[Your instructions]: Exact copy, no pictures: return all the records as they stand.

[Recorded data]:

--------------------------------------------------

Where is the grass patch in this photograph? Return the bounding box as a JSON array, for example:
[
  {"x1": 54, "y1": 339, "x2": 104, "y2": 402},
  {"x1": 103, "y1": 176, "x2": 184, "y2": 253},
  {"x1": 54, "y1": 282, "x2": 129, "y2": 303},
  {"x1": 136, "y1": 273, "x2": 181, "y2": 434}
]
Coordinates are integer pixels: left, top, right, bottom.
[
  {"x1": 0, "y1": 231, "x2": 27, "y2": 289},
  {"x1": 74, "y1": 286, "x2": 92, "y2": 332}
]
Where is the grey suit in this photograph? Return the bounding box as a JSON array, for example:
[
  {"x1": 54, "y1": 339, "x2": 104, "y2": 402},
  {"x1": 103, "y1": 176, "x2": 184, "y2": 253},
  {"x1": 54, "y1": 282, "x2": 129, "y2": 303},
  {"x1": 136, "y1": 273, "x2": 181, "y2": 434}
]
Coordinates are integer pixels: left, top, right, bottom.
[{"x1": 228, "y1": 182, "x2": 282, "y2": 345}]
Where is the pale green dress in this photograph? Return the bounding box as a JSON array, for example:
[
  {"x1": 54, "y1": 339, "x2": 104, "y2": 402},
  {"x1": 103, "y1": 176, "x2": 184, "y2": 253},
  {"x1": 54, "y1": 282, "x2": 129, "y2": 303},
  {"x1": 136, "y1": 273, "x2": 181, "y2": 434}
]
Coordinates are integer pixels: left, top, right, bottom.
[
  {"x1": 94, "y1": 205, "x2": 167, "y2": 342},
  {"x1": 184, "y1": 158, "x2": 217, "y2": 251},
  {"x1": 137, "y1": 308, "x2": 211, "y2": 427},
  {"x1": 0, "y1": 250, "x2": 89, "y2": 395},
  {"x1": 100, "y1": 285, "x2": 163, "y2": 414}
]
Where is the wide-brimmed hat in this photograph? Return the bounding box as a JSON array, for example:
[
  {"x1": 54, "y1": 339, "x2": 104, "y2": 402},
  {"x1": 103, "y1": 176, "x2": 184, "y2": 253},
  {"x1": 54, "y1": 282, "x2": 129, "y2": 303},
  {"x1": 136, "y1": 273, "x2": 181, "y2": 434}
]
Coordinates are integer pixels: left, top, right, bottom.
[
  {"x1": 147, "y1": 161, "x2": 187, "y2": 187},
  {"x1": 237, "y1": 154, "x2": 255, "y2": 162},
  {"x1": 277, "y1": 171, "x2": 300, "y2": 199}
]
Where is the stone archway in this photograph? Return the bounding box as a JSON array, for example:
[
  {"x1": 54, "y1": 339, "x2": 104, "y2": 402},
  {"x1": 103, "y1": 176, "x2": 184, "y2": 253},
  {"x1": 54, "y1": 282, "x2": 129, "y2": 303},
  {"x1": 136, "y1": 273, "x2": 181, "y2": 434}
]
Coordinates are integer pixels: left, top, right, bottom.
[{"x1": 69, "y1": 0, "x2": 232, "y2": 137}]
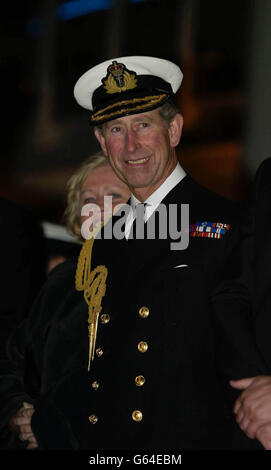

--------------------------------------------------

[Exercise output]:
Where is the grass patch in this photograph? Return the bounding box as a JSON array, for example:
[
  {"x1": 54, "y1": 339, "x2": 104, "y2": 402},
  {"x1": 103, "y1": 176, "x2": 184, "y2": 253},
  {"x1": 54, "y1": 282, "x2": 129, "y2": 303},
  {"x1": 136, "y1": 273, "x2": 181, "y2": 434}
]
Coordinates are integer pixels: left, top, right, bottom.
[
  {"x1": 0, "y1": 231, "x2": 27, "y2": 289},
  {"x1": 74, "y1": 286, "x2": 92, "y2": 332}
]
Where is the grey suit in this photograph? Return the bounding box as a JSON array, for example:
[
  {"x1": 54, "y1": 339, "x2": 104, "y2": 402},
  {"x1": 103, "y1": 176, "x2": 184, "y2": 253},
  {"x1": 54, "y1": 282, "x2": 129, "y2": 303},
  {"x1": 136, "y1": 273, "x2": 181, "y2": 434}
]
Coordinates are integer pixels: left, top, right, bottom.
[{"x1": 228, "y1": 182, "x2": 282, "y2": 345}]
Where is the pale green dress in this photograph? Return the bounding box as a JSON array, for example:
[
  {"x1": 54, "y1": 339, "x2": 104, "y2": 402},
  {"x1": 103, "y1": 176, "x2": 184, "y2": 253},
  {"x1": 54, "y1": 282, "x2": 129, "y2": 303},
  {"x1": 136, "y1": 273, "x2": 181, "y2": 434}
]
Coordinates are integer pixels: left, top, right, bottom.
[
  {"x1": 94, "y1": 205, "x2": 167, "y2": 342},
  {"x1": 184, "y1": 158, "x2": 217, "y2": 251},
  {"x1": 137, "y1": 308, "x2": 211, "y2": 427},
  {"x1": 0, "y1": 250, "x2": 89, "y2": 395},
  {"x1": 100, "y1": 285, "x2": 163, "y2": 414}
]
Where is the wide-brimmed hat in this photograph? Return the bounding box as a JSON array, for example:
[
  {"x1": 54, "y1": 339, "x2": 104, "y2": 402},
  {"x1": 103, "y1": 176, "x2": 184, "y2": 253},
  {"x1": 54, "y1": 282, "x2": 129, "y2": 303},
  {"x1": 136, "y1": 273, "x2": 181, "y2": 434}
]
Coordinates are integer pixels: left, top, right, bottom.
[
  {"x1": 147, "y1": 161, "x2": 187, "y2": 187},
  {"x1": 237, "y1": 154, "x2": 255, "y2": 162},
  {"x1": 277, "y1": 171, "x2": 300, "y2": 199}
]
Where is the stone archway in this photograph? Return the bounding box as a JSON array, for example:
[
  {"x1": 54, "y1": 339, "x2": 104, "y2": 402},
  {"x1": 103, "y1": 176, "x2": 184, "y2": 253},
  {"x1": 54, "y1": 282, "x2": 129, "y2": 303},
  {"x1": 136, "y1": 273, "x2": 181, "y2": 434}
]
Coordinates are integer pixels: left, top, right, bottom.
[{"x1": 69, "y1": 0, "x2": 232, "y2": 137}]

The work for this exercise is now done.